#### Provided passage:
+-------+
Since 2016 there has been liberalisation of Uzbekistan’s political and economic system. This liberalisation has considerably improved quality of life of society. In February 2017 President Mirziyoyev approved, in a decree, a large-scale programme for political and economic reform for 2017–2021, and began to implement it. Five areas of priority for development of the country were specified – improving construction of the state and society (in the spirit of democratic reform and modernisation, it was announced that e-government would be introduced); ensuring the rule of law and judicial and legal reform; development and liberalisation of the economy; development of the social sphere; ensuring security and harmony between various national groups and religious tolerance, and implementation of a sustainable and constructive foreign policy beneficial to all concerned.
Five crucial sectors were also identified which are to be the motors behind economic growth up until 2021. These are the textile industry (changing the vector from production of cotton to processing cotton on the premises is a major goal) production of industrial and building materials, the agricultural sector (mainly fruit and vegetables), and the pharmaceutical and tourism sectors. At the same time, the Uzbekistan authorities promised to improve the investment climate for foreign capital, and they regularly attempt to bring back Uzbekistan capital (in both small and medium-sized business, and oligarchs as well) from abroad.
+-------+
#### Dataset records:
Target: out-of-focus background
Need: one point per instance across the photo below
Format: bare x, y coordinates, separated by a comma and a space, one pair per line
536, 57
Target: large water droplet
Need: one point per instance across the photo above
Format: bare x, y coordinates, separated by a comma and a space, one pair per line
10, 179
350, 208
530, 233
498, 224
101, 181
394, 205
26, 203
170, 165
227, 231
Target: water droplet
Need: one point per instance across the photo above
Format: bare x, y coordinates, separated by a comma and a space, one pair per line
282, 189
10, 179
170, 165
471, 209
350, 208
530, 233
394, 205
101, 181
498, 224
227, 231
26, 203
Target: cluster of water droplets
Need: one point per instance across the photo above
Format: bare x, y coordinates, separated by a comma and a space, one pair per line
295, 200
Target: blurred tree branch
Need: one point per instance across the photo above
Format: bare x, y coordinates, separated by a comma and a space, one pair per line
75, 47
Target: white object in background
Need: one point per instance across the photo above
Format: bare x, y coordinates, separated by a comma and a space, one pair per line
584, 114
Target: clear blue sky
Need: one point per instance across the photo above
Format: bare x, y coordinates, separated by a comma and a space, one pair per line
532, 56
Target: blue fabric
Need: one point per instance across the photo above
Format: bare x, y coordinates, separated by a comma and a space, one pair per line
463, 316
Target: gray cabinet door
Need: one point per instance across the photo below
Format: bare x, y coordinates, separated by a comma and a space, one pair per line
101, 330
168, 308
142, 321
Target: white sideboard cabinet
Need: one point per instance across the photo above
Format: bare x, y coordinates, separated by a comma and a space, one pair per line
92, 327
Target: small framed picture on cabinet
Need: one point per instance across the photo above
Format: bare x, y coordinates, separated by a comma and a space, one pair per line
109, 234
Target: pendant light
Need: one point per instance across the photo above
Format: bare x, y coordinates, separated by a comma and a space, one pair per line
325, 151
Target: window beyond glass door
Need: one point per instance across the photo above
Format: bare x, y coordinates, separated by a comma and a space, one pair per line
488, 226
+-------+
#### Assigned task:
Reproduce verbatim the part of the passage on Uzbekistan's reforms that opens with the words containing "Since 2016 there" and closes with "to all concerned.". None of the lines are needed for what comes next.

#### Response below:
Since 2016 there has been liberalisation of Uzbekistan’s political and economic system. This liberalisation has considerably improved quality of life of society. In February 2017 President Mirziyoyev approved, in a decree, a large-scale programme for political and economic reform for 2017–2021, and began to implement it. Five areas of priority for development of the country were specified – improving construction of the state and society (in the spirit of democratic reform and modernisation, it was announced that e-government would be introduced); ensuring the rule of law and judicial and legal reform; development and liberalisation of the economy; development of the social sphere; ensuring security and harmony between various national groups and religious tolerance, and implementation of a sustainable and constructive foreign policy beneficial to all concerned.